[BEGIN Document segment]

Though you might think that each day on a journey like this is blessed by beautiful fairy tale scenery, gourmet ethnic food, impeccable accommodation, comfortable transport and the best that humanity has to offer, the reality is often different. We thought it might be interesting to share what a “perfect day” looks and feels like to us.
While waiting to extend our Kyrgyz visa in Karakol, Kyrgyzstan, we opted for a getaway to Manzhyly, a shepherd’s outpost on the southern shore of Lake Issyk-Kul, the second-largest alpine lake in the world.
So, the perfect day:
- An internet connection that works. As always, we’re on the hook for some last-minute communication before we disappear for a few days. This time, the internet actually works and we spend more time typing and transacting than waiting and scratching our heads.

[END Document segment]
[BEGIN Dataset rows]

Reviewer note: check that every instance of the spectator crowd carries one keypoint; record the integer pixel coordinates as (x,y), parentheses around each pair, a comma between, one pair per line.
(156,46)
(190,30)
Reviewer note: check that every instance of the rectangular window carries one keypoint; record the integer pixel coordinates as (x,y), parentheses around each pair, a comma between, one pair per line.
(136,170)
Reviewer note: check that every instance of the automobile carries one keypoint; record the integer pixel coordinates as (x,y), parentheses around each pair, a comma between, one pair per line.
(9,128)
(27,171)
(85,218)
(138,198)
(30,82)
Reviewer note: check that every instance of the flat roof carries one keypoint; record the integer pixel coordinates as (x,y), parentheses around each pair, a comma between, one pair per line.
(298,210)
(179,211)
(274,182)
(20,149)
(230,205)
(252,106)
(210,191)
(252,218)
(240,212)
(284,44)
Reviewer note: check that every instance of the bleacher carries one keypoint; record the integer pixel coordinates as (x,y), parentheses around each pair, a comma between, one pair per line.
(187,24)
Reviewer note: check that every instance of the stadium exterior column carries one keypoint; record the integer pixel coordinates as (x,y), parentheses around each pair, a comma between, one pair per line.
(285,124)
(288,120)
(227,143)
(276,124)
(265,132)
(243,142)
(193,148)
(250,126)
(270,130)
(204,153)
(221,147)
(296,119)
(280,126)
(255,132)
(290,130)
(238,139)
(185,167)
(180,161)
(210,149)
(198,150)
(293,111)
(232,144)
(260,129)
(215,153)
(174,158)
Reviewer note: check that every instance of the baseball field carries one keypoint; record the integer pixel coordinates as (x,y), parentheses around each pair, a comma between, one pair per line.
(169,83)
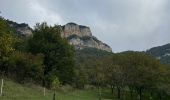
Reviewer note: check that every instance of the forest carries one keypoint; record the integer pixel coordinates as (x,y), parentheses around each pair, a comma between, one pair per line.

[END Dataset rows]

* [Job 1]:
In the account of a perfect day in Kyrgyzstan, what were the travelers waiting for in Karakol?
* [Job 2]:
Carry the account of a perfect day in Kyrgyzstan forward from its last sentence, adding the next items on the list in the same style.

* [Written reply 1]:
They were waiting to extend their Kyrgyz visa.

* [Written reply 2]:
- We arrive at the marshrutka (minivan) stop in Karakol to get the last 2 seats on the next marshrutka out. This means no standing for hours or eating our knees, sitting on a tiny stool no more than 4 inches off the ground.
- Our fellow passengers, three jovial Kyrgyz families don’t just pelt us with the typical battery of questions – they sing for us and give us apples for our journey. One woman wanted to give us a bottle of vodka, but we graciously declined. We enjoy entertaining the locals with our battered Russian, but it’s a real treat when they do a little open-kimono and tell us a little about themselves.
- With the help of our fellow passengers, we’re instructed to get off the marshrutka in the middle of nowhere…turns out to be exactly where we were supposed to get off.
- We take a picnic lunch of apples, pears, and chocolate in the early afternoon autumn sunshine on the shore of Lake Issyk-Kul. Its perfectly clear waters and crisp air provide a perfect setting to take a deep breath…and a dip.
- After a short walk, we’re greeted by a friendly Kyrgyz woman who shows us to the yurt where we’ll be spending the night. She pulls back the felt at the top of the yurt, yielding an instant skylight. Our accommodation is clean, colorful and comfortable.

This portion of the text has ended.